• _DOCUMENT SECTION_
=== Begin Enclosure ===
Evidence from wastewater in Barcelona and retrospective analysis of blood samples from a lung cancer screening study in Italy suggests that SARS-Cov-2 was circulating in Italy before its supposed discovery in Wuhan in December 2019. What do we learn from this? Since there was no excess death at that time, it cannot therefore be assumed that excess death that accompanied lockdowns is a direct consequence of the virus. Many of us have likely seen the virus and not known it, since it was circulating well before Wuhan, and health systems coped at that time.
It is remarkable also that Hendy’s doomsday predictions showed little appreciation of the age of deaths with Covid-19. Other authors predicted the magnitude of deaths in NZ from Covid-19 to those from World War 1, which averaged in the 20s of the soldiers who died. Spanish flu victims, similarly, had a median age of death in the twenties, but not those from Covid-19. The average age of deaths with Covid-19 are about the same as the life expectancy of that country. This means that the virus is certainly not as deadly as Hendy claims, since deaths from the virus will not lower the life expectancy of a population. Put another way, risk of death from the virus is no different to the background risks we face every day.
=== End Enclosure ===
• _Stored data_
=== Begin Enclosure ===
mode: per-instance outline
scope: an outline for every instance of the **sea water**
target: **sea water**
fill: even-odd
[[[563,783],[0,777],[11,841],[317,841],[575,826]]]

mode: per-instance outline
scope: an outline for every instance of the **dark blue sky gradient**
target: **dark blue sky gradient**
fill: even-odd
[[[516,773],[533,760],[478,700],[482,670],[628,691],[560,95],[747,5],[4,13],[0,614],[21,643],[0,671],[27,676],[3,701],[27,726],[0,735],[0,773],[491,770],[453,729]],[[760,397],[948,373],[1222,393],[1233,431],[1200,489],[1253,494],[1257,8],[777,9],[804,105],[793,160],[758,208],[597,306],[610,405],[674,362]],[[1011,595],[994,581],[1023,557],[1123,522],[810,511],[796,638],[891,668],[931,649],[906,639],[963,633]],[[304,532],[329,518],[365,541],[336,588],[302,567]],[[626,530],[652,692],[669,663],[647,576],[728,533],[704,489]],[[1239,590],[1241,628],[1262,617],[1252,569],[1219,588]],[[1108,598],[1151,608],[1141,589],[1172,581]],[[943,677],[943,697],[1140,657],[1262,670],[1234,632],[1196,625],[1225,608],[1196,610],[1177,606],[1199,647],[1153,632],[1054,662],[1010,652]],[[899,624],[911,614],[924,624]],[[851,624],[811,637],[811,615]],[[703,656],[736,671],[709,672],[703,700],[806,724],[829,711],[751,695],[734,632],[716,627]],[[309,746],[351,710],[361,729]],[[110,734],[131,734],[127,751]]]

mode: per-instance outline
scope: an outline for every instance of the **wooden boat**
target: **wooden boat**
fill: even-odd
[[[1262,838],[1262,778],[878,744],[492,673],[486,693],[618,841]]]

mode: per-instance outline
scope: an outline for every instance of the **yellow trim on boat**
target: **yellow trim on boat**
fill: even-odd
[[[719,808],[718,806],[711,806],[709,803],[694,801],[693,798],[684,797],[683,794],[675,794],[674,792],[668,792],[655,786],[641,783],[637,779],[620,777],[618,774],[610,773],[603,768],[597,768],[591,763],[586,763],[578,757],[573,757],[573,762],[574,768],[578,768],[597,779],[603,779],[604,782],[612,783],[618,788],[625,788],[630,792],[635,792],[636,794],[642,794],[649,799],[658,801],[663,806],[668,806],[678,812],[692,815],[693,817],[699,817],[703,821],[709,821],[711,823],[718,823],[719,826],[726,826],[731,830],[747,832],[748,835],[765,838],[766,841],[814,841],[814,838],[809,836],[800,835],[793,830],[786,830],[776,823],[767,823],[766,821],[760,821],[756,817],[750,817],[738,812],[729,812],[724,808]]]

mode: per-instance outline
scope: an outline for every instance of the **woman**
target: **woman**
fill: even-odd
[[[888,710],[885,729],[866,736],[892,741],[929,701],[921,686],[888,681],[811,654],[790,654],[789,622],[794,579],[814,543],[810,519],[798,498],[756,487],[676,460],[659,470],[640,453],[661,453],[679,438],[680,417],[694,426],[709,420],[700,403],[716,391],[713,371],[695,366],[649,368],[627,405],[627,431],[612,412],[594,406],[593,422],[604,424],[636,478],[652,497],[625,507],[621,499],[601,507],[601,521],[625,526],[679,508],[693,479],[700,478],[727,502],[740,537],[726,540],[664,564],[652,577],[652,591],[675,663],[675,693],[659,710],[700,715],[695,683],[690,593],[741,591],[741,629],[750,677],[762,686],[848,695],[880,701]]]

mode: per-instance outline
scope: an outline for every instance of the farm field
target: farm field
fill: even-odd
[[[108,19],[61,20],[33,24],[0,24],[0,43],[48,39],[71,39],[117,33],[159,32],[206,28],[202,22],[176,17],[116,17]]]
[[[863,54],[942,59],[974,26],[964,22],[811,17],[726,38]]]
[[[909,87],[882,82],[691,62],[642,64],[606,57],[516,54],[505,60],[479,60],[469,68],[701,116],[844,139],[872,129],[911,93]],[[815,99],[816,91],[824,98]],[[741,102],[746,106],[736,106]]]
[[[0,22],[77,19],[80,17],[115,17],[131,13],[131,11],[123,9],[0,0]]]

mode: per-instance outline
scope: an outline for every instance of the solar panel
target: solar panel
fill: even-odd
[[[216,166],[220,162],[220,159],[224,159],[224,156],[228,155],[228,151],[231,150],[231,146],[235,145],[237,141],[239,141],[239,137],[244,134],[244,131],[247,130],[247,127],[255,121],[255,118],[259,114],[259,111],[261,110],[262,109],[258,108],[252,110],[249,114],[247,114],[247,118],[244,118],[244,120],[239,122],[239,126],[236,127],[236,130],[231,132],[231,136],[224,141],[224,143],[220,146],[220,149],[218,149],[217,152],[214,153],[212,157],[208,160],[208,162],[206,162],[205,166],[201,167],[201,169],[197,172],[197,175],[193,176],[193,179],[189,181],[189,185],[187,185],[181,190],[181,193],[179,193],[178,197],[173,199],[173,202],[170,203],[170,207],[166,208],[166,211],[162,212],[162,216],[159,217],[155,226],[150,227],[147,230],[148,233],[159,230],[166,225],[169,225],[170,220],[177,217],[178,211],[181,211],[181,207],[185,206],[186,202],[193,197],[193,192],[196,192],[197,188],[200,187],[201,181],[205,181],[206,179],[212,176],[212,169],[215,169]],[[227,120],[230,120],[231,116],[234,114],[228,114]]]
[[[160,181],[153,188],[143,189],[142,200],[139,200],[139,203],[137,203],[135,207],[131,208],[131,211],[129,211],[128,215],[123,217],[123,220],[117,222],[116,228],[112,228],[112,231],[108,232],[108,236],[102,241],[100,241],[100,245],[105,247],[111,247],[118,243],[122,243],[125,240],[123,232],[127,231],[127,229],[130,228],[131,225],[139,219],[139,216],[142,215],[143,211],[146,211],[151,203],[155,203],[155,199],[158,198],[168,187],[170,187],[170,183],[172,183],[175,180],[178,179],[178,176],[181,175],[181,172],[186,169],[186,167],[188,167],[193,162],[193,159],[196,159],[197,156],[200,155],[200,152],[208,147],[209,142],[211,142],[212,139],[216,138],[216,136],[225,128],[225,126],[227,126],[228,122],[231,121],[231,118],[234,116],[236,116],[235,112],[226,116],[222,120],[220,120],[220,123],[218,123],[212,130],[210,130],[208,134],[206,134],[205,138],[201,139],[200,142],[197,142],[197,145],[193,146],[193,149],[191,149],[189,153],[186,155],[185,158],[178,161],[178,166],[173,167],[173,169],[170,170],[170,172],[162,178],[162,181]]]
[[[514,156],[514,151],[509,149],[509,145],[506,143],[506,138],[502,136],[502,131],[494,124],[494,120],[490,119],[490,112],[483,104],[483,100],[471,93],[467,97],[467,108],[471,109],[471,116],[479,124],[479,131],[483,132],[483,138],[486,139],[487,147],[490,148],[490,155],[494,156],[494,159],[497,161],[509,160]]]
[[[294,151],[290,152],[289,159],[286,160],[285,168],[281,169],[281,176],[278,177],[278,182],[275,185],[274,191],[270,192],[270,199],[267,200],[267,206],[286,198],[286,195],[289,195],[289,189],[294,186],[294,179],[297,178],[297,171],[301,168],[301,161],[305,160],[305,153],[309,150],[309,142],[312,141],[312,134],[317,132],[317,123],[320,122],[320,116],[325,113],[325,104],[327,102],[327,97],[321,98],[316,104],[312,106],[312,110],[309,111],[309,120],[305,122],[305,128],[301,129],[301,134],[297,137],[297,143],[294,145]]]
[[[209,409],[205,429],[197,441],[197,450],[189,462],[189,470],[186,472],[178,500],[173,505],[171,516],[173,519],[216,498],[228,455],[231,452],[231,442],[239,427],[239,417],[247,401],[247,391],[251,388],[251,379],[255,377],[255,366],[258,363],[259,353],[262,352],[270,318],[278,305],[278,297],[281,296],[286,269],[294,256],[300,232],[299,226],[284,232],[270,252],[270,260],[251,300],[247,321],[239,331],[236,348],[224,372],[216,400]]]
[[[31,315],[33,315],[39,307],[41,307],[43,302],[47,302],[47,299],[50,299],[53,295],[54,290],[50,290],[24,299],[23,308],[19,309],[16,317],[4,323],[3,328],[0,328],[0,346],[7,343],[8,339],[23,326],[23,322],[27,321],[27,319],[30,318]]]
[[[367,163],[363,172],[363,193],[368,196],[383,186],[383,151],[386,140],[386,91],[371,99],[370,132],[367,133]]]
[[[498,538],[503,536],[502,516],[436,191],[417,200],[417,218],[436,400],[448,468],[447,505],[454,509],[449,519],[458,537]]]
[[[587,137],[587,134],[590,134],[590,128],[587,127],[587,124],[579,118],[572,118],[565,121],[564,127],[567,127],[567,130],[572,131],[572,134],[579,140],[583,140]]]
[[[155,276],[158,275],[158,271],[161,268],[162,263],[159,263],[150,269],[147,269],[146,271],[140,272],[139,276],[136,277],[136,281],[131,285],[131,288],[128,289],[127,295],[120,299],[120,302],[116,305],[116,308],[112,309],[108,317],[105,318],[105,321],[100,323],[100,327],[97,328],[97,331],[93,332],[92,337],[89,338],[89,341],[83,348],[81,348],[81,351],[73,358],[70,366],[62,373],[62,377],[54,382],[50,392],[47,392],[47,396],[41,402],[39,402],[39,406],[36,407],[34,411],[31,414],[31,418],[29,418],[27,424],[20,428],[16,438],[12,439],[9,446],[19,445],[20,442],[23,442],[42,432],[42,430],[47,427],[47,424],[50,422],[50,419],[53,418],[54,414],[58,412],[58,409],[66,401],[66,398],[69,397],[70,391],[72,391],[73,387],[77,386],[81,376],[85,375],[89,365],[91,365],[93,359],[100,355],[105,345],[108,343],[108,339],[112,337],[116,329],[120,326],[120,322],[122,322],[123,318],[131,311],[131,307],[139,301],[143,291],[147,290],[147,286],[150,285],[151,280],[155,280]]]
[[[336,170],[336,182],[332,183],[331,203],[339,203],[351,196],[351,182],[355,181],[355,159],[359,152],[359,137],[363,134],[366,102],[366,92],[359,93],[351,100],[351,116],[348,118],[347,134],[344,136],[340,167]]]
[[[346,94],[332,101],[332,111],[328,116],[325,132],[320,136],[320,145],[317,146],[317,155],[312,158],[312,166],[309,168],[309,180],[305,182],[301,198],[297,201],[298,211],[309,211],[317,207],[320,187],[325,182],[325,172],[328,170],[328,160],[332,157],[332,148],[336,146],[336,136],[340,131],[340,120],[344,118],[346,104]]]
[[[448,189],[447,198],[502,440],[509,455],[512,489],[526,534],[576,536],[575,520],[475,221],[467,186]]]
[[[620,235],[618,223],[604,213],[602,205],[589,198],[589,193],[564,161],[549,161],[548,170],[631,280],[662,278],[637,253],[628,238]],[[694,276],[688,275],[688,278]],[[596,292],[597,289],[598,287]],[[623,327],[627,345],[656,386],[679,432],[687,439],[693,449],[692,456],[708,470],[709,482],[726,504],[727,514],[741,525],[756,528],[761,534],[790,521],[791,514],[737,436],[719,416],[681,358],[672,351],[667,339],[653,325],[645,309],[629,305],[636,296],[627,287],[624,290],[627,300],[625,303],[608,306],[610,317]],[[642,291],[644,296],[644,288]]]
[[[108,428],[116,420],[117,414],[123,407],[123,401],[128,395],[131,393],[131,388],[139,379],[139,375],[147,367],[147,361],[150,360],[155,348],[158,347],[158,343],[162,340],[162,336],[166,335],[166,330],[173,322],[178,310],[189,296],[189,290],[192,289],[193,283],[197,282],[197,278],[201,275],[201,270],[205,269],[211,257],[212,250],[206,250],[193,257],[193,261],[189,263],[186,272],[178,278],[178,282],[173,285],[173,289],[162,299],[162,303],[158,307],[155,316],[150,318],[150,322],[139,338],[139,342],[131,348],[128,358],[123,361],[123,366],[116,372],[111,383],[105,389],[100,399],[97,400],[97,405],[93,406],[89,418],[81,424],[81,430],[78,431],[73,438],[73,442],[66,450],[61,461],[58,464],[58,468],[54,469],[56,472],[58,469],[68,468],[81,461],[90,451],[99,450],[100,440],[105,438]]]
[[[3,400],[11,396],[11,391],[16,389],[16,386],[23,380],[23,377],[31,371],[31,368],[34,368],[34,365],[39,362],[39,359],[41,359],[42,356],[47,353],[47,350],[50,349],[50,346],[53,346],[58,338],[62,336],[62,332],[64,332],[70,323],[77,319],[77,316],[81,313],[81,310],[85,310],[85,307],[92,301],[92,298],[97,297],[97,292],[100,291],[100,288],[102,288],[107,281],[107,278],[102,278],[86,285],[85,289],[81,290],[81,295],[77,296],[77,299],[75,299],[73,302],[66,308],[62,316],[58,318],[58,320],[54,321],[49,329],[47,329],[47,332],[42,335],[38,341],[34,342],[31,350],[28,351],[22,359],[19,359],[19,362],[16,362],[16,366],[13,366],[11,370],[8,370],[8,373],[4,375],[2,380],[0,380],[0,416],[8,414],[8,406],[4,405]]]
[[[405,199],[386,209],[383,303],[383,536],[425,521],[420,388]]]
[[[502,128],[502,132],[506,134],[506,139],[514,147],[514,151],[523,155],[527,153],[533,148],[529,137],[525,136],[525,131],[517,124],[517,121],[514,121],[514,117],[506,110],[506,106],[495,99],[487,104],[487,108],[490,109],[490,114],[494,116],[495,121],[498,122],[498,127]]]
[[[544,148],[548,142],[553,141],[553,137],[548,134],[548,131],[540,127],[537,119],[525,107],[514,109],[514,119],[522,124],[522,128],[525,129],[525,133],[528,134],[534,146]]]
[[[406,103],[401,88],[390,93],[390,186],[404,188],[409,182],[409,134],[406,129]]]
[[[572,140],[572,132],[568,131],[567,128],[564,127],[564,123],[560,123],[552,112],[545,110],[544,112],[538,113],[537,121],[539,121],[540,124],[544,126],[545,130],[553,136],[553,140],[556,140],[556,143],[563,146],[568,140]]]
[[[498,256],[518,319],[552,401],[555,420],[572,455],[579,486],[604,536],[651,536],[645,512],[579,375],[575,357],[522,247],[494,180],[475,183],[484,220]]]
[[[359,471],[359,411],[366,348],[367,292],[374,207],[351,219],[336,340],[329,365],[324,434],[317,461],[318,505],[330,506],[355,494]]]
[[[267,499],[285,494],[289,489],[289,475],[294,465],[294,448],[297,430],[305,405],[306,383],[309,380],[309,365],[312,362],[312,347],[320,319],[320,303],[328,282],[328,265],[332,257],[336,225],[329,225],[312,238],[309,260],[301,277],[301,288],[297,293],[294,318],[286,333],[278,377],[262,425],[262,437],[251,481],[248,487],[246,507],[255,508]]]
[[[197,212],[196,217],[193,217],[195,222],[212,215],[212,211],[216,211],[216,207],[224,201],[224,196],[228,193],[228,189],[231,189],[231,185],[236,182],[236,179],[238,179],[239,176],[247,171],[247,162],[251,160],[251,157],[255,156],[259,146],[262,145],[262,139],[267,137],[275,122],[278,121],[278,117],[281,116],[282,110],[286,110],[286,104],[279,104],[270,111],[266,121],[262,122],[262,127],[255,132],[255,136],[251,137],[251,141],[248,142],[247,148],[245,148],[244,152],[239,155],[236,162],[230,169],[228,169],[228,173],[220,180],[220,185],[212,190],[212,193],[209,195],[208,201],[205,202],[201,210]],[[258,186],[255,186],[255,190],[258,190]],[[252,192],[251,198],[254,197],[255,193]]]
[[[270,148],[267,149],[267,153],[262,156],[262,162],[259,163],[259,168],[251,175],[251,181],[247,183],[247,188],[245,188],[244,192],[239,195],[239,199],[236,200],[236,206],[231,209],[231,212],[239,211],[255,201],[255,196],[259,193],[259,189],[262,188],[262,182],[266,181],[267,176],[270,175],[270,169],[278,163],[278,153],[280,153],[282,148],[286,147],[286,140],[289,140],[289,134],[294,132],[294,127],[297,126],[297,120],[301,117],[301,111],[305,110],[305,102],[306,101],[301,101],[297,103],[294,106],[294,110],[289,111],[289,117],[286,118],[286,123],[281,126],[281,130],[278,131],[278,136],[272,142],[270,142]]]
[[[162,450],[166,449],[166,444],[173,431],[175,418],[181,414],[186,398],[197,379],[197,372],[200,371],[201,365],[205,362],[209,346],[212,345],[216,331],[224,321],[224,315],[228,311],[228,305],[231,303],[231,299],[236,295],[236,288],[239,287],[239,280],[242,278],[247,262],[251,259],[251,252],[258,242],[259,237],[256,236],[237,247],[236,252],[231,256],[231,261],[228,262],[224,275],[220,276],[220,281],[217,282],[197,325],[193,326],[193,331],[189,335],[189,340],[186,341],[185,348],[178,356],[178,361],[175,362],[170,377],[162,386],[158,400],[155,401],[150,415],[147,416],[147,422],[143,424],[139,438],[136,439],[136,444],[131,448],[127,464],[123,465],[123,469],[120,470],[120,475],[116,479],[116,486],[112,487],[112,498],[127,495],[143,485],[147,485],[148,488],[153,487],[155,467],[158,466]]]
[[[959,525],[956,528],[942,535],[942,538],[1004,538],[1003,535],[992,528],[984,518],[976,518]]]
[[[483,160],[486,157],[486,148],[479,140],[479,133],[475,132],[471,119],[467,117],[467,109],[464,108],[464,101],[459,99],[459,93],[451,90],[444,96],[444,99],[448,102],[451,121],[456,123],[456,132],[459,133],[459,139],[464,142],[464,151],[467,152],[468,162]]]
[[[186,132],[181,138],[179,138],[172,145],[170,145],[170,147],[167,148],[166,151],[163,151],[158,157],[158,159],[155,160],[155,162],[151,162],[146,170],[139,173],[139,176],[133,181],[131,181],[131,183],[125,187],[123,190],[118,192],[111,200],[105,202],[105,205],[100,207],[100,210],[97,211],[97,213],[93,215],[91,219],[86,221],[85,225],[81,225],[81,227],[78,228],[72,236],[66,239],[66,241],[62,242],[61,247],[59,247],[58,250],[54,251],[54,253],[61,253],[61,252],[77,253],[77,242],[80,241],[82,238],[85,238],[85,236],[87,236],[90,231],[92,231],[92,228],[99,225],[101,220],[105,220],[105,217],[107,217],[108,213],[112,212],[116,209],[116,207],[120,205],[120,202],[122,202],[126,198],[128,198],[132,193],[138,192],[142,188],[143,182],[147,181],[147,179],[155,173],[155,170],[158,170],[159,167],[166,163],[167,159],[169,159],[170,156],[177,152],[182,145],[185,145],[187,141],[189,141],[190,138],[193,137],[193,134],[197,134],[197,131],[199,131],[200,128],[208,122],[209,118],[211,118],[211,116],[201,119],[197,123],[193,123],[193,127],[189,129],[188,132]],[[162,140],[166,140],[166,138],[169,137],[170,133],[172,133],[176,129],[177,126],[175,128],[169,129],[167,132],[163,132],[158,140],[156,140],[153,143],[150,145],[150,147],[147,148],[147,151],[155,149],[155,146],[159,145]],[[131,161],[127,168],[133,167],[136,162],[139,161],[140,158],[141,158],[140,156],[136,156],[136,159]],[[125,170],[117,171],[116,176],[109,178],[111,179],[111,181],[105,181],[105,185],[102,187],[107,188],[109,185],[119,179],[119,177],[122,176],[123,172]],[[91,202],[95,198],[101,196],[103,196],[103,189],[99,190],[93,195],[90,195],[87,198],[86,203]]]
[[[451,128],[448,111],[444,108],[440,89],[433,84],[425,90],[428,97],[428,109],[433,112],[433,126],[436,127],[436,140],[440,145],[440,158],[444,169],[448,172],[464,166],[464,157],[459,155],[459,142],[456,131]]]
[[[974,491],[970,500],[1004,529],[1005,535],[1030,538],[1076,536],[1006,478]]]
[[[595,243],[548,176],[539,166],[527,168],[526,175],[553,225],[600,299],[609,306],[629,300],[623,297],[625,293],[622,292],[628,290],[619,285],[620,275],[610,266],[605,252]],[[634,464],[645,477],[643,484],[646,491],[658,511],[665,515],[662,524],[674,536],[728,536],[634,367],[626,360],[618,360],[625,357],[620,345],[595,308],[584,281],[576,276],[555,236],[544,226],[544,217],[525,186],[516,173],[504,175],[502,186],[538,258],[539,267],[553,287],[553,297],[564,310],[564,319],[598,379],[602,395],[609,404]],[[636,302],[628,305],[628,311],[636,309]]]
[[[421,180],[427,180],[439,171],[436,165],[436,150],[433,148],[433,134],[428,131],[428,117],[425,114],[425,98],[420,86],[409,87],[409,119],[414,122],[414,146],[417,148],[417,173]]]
=== End Enclosure ===
• _EXERCISE A_
According to the text on Covid-19 deaths, what was the median age of death of Spanish flu victims?
• _EXERCISE B_
Resume the text on Covid-19 deaths from where it stops.

• _EXPECTED OUTPUT A_
The twenties.

• _EXPECTED OUTPUT B_
Hendy also fails to discuss the exaggeration in coding of Covid-19 deaths that has occurred during the pandemic. The fact that many deaths have been due to other illnesses and the usual process of recording death has been overturned. This panic induced exaggeration has also been a feature of many other historical epidemics of respiratory illnesses.
Another feature of the Covid-19 story is that much of the early high fatality was related to foregone opportunities for healthcare for other conditions. In the UK, emergency department visits halved during lockdown. To compound this, early mechanical ventilation in intensive care, which overloaded these units, inflated mortality from the virus. Statistical evidence now supports this policy as a cause of excess deaths in Covid-19 cases.
Hendy’s revised estimate that we must have saved at least 10,000 lives assumes lockdowns are effective. This is counter to the weight of statistical evidence on the subject. A between-country analysis showed no evidence that lockdowns save lives, either measured as a stringency index or from google mobility data.
We urgently need to return to the foundations of science which means a sober assessment of reality over failed forecasts. It seems Hendy is unlikely to champion such a cause, since his predictions have cost New Zealanders dearly. Wrong predictions are a routine part of science, but a stubborn adherence to them indicate a deviation from usual practise.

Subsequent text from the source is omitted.